What is needed
Reproduce the material below line for line, with no changes of any kind.
##### Input data #####
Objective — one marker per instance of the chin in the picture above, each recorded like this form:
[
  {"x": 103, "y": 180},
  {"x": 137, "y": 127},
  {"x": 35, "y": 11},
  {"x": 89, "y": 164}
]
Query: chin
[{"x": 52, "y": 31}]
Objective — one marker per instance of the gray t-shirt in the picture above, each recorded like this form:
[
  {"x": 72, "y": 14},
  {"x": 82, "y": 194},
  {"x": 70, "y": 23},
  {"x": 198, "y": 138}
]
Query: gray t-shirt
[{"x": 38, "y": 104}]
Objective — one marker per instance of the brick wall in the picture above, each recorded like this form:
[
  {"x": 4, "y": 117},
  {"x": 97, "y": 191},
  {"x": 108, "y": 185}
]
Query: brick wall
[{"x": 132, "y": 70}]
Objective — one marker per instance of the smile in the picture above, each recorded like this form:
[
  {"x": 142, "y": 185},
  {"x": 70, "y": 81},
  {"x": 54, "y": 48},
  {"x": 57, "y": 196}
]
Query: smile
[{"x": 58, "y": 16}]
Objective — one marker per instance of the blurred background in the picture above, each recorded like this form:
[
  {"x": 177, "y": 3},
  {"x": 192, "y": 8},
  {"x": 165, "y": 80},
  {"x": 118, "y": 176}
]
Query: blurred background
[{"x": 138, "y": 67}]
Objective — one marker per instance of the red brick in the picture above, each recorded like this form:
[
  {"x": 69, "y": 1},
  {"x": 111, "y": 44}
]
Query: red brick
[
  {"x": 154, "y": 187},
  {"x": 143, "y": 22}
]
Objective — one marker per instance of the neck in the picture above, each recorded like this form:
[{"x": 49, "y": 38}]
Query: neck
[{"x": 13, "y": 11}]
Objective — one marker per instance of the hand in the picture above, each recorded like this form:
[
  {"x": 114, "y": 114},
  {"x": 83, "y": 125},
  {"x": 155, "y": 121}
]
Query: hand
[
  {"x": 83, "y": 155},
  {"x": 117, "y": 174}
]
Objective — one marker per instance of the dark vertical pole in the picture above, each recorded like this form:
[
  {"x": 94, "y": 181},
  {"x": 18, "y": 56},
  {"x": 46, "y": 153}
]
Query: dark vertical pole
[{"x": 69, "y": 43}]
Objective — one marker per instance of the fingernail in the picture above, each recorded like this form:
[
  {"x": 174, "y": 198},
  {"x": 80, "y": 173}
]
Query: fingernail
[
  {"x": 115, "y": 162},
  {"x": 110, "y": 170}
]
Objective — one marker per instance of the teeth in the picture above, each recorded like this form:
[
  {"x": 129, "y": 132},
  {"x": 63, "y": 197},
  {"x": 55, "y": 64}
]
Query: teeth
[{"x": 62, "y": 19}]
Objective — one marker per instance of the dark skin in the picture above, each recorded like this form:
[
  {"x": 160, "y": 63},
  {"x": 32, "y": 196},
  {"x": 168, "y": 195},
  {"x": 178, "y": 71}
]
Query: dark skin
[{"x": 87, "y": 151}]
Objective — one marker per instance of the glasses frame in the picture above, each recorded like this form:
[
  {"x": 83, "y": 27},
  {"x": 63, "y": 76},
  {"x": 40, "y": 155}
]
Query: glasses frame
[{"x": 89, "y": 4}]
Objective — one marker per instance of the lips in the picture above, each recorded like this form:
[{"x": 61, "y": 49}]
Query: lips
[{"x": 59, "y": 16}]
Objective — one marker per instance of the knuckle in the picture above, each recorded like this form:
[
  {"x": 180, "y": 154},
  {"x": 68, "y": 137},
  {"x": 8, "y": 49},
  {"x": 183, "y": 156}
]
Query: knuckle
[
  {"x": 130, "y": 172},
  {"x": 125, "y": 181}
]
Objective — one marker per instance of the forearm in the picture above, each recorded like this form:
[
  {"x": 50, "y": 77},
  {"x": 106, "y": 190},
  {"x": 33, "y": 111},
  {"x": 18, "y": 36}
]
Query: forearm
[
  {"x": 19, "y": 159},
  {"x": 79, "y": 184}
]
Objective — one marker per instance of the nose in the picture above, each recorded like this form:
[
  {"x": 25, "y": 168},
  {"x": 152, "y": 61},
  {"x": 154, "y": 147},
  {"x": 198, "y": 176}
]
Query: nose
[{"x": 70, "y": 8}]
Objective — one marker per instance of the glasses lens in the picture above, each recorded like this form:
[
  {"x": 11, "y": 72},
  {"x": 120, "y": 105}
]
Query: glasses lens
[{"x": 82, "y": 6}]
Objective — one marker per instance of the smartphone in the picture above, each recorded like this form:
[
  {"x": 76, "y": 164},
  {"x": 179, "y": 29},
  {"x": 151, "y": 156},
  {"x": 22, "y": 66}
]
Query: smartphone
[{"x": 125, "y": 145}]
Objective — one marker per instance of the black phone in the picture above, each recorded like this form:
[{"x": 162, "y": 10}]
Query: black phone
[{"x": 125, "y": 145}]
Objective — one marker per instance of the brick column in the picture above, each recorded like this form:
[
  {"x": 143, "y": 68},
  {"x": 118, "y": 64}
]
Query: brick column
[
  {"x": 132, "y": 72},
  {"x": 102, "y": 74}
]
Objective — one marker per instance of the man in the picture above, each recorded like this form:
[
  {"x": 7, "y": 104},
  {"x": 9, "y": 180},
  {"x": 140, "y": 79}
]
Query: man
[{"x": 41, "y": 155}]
#####
Written solution
Objective — one marker per instance of the chin in the picture above, each recorded like this form:
[
  {"x": 103, "y": 180},
  {"x": 137, "y": 127},
  {"x": 35, "y": 11},
  {"x": 89, "y": 164}
]
Query: chin
[{"x": 52, "y": 31}]
Objective — one marker per instance of the gray t-shirt in the picture above, each recorded like this form:
[
  {"x": 72, "y": 14},
  {"x": 82, "y": 194},
  {"x": 70, "y": 23},
  {"x": 198, "y": 138}
]
Query: gray t-shirt
[{"x": 38, "y": 104}]
Objective — one marker per instance of the brick wall in the picture above, each recorded like this form:
[
  {"x": 4, "y": 117},
  {"x": 97, "y": 191},
  {"x": 108, "y": 185}
]
Query: brick wall
[{"x": 132, "y": 70}]
Objective — one marker per instance of the smile in the picture above, each recorded like this form:
[
  {"x": 142, "y": 185},
  {"x": 70, "y": 81},
  {"x": 54, "y": 48},
  {"x": 57, "y": 196}
]
Query: smile
[{"x": 58, "y": 16}]
Objective — one marker per instance of the blurred background in the picture above, each recorded like this form:
[
  {"x": 177, "y": 3},
  {"x": 192, "y": 8},
  {"x": 165, "y": 80},
  {"x": 118, "y": 176}
]
Query: blurred background
[{"x": 138, "y": 67}]
Objective — one marker per instance of the red brick in the picture above, each recorded like this form:
[
  {"x": 69, "y": 1},
  {"x": 111, "y": 44}
]
Query: red brick
[
  {"x": 154, "y": 187},
  {"x": 143, "y": 22}
]
Objective — one marker per instance of the neck in the picture above, each recorded like this form:
[{"x": 49, "y": 38}]
Query: neck
[{"x": 13, "y": 11}]
Objective — one marker per instance of the hand in the picture above, each recorded like this form:
[
  {"x": 114, "y": 114},
  {"x": 83, "y": 125},
  {"x": 155, "y": 121}
]
Query: hand
[
  {"x": 83, "y": 155},
  {"x": 117, "y": 174}
]
Objective — one marker per instance of the dark vertical pole in the picture above, each recorded like this form:
[
  {"x": 94, "y": 181},
  {"x": 18, "y": 56},
  {"x": 46, "y": 153}
]
Query: dark vertical pole
[{"x": 69, "y": 43}]
Objective — one marker per instance of the fingernail in the picture above, each recorded like this form:
[
  {"x": 174, "y": 198},
  {"x": 80, "y": 173}
]
Query: fingernail
[
  {"x": 115, "y": 162},
  {"x": 110, "y": 170}
]
Objective — one marker per instance of the teeth in the picture above, each recorded like this form:
[
  {"x": 129, "y": 132},
  {"x": 63, "y": 197},
  {"x": 55, "y": 64}
]
Query: teeth
[{"x": 62, "y": 19}]
Objective — one marker per instance of the dark skin in the picture above, each recorded like this form:
[
  {"x": 160, "y": 63},
  {"x": 32, "y": 196},
  {"x": 168, "y": 195},
  {"x": 178, "y": 71}
]
Query: dark skin
[{"x": 87, "y": 151}]
Objective — one marker per instance of the glasses frame in the picture above, each recorded like this form:
[
  {"x": 83, "y": 27},
  {"x": 63, "y": 76},
  {"x": 40, "y": 155}
]
Query: glasses frame
[{"x": 89, "y": 4}]
Objective — one marker per instance of the lips in the picture above, each recorded like this form:
[{"x": 61, "y": 49}]
Query: lips
[{"x": 59, "y": 16}]
Objective — one marker per instance of the knuckle in the picture above, each recorded like this form:
[
  {"x": 180, "y": 154},
  {"x": 68, "y": 137},
  {"x": 8, "y": 49},
  {"x": 183, "y": 156}
]
Query: knuckle
[
  {"x": 130, "y": 172},
  {"x": 125, "y": 181}
]
Objective — one marker per instance of the forearm in the picture above, each recorded like this form:
[
  {"x": 50, "y": 77},
  {"x": 106, "y": 190},
  {"x": 33, "y": 111},
  {"x": 18, "y": 36}
]
Query: forearm
[
  {"x": 19, "y": 159},
  {"x": 79, "y": 184}
]
Objective — one marker per instance of the nose in the picture above, each recorded like this form:
[
  {"x": 25, "y": 168},
  {"x": 152, "y": 61},
  {"x": 154, "y": 147},
  {"x": 198, "y": 176}
]
Query: nose
[{"x": 70, "y": 8}]
Objective — one marker per instance of the glasses lens in the picture above, each recorded like this form:
[
  {"x": 11, "y": 72},
  {"x": 120, "y": 105}
]
Query: glasses lens
[{"x": 82, "y": 6}]
Objective — one marker per instance of the smartphone in the picture above, each recorded like this form:
[
  {"x": 76, "y": 164},
  {"x": 179, "y": 29},
  {"x": 151, "y": 156},
  {"x": 22, "y": 66}
]
Query: smartphone
[{"x": 125, "y": 145}]
Objective — one marker per instance of the black phone in the picture above, each recorded like this form:
[{"x": 162, "y": 10}]
Query: black phone
[{"x": 125, "y": 145}]
Objective — one marker per instance of the brick column in the picture above, each recorded like this form:
[
  {"x": 143, "y": 68},
  {"x": 118, "y": 64}
]
Query: brick column
[
  {"x": 132, "y": 72},
  {"x": 102, "y": 74}
]
Objective — one marker per instance of the man in the picture above, each recorded like this form:
[
  {"x": 7, "y": 104},
  {"x": 9, "y": 180},
  {"x": 140, "y": 79}
]
Query: man
[{"x": 41, "y": 155}]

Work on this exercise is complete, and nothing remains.